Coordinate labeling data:
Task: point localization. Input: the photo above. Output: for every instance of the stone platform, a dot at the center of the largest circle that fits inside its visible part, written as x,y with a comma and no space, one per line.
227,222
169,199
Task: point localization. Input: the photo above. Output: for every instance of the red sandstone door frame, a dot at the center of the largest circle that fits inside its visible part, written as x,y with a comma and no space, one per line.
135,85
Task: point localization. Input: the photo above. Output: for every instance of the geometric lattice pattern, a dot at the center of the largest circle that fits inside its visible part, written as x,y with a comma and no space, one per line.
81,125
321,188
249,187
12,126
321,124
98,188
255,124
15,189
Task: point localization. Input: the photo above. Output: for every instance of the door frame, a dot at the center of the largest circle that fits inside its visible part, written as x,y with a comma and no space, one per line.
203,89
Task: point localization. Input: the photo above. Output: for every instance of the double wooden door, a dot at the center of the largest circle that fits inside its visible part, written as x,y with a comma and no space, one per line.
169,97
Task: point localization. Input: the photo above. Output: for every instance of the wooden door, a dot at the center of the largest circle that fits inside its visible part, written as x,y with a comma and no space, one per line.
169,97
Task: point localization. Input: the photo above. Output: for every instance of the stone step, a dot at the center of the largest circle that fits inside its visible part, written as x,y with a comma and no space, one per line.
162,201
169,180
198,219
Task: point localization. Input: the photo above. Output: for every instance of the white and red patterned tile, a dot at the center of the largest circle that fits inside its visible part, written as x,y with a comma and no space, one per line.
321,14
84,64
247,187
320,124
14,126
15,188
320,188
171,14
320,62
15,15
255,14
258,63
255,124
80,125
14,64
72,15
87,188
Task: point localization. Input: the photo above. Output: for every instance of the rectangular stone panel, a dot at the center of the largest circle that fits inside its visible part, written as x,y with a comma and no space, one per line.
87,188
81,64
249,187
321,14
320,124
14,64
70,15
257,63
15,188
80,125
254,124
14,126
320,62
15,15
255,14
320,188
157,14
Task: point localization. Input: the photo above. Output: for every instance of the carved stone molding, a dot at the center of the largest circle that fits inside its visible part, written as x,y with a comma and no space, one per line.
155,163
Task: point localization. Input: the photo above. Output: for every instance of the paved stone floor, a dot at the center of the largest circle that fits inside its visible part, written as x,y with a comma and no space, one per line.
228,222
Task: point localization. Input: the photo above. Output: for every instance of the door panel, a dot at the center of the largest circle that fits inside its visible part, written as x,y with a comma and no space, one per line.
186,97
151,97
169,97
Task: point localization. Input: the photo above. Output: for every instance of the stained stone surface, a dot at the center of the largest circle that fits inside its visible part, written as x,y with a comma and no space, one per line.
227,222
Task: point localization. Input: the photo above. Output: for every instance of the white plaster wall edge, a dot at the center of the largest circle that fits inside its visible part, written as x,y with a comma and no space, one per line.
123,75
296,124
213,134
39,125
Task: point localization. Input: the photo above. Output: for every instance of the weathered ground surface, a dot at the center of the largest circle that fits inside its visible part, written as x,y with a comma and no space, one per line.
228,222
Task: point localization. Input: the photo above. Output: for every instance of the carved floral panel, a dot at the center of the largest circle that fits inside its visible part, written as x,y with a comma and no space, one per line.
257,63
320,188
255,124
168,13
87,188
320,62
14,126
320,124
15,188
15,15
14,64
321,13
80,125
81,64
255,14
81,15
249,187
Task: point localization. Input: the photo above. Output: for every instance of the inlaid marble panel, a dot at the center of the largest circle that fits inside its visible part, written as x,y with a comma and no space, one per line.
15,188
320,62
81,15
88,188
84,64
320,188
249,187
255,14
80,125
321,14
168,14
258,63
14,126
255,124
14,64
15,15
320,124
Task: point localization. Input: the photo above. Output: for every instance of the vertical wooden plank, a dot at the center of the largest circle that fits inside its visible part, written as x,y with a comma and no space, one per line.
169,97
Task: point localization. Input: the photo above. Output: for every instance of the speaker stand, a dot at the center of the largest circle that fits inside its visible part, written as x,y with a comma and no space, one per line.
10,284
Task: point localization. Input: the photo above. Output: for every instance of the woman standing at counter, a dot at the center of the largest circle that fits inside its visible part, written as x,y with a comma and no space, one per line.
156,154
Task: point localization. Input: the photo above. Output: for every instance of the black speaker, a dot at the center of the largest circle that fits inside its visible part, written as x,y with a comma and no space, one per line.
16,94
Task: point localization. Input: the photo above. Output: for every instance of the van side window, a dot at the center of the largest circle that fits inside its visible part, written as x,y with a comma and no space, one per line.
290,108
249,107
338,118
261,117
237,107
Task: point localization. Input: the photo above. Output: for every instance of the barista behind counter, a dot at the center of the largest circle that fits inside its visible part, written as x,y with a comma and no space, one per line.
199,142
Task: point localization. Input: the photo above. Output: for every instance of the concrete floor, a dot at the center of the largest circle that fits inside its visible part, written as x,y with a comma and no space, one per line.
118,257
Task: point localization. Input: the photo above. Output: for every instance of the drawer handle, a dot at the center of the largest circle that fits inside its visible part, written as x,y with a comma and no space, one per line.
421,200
==
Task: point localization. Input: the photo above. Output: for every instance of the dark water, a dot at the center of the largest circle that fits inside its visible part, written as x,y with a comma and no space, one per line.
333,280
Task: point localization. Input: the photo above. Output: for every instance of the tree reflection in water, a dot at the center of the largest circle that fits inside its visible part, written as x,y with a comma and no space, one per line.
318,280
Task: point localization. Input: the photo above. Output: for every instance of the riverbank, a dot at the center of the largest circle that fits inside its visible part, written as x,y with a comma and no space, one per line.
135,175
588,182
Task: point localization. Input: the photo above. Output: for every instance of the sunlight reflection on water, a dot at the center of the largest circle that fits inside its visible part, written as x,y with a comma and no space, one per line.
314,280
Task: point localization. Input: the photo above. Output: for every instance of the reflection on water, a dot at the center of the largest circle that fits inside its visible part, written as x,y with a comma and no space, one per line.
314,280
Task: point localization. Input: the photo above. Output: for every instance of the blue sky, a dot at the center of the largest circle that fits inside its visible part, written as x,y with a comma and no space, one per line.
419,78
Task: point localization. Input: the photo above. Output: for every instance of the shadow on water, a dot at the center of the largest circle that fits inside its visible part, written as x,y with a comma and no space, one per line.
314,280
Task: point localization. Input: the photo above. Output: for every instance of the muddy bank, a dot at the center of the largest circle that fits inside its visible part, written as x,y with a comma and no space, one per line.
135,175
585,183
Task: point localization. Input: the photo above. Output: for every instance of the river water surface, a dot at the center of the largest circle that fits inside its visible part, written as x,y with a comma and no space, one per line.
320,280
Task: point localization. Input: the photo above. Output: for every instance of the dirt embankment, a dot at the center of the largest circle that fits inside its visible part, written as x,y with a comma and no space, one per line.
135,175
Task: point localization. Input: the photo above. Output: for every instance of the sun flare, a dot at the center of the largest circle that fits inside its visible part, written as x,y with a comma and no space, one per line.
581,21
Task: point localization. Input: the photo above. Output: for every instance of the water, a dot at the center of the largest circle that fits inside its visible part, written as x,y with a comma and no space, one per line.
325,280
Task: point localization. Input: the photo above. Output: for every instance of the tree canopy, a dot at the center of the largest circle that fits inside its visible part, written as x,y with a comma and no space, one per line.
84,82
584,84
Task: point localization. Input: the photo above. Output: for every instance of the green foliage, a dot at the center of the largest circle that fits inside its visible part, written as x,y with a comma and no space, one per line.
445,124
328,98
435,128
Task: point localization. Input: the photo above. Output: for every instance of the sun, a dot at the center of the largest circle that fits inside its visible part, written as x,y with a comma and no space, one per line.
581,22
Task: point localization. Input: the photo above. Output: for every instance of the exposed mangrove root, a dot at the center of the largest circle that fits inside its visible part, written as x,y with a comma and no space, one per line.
--
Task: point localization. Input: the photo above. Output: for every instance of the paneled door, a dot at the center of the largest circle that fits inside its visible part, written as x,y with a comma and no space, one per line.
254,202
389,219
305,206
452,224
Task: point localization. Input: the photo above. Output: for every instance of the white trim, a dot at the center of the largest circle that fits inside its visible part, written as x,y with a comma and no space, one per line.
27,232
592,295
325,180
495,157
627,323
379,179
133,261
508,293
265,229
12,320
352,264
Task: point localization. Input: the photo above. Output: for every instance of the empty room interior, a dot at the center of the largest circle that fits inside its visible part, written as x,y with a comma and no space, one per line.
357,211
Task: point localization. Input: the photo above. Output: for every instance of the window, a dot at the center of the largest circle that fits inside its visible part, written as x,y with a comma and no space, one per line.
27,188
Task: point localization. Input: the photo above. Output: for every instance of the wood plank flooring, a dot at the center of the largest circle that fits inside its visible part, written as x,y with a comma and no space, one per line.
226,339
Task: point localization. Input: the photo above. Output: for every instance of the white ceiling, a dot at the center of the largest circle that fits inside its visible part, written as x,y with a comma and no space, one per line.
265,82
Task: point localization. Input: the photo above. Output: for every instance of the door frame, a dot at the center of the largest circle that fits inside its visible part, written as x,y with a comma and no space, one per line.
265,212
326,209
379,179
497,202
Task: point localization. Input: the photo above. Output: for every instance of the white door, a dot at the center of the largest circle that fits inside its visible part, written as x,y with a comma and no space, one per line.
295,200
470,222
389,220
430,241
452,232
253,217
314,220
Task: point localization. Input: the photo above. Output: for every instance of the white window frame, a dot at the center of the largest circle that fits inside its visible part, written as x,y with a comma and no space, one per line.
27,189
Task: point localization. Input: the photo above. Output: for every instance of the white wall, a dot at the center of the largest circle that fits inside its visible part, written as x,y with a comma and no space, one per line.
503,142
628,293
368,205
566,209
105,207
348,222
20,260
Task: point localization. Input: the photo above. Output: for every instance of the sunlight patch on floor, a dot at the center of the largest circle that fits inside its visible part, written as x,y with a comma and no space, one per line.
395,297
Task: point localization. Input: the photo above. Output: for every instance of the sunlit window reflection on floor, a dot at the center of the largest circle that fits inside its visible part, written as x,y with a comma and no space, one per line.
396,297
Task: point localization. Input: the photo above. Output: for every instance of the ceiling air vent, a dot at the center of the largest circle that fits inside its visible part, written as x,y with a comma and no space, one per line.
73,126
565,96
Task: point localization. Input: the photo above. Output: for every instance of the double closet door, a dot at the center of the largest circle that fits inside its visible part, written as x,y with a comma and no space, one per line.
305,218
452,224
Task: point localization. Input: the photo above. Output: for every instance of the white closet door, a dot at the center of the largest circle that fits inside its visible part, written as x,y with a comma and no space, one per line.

What the exercise asks =
Count the lines in the rows above that contain the word "ceiling", treating uppercase and lowercase as different. Reply with the number only.

Full answer =
2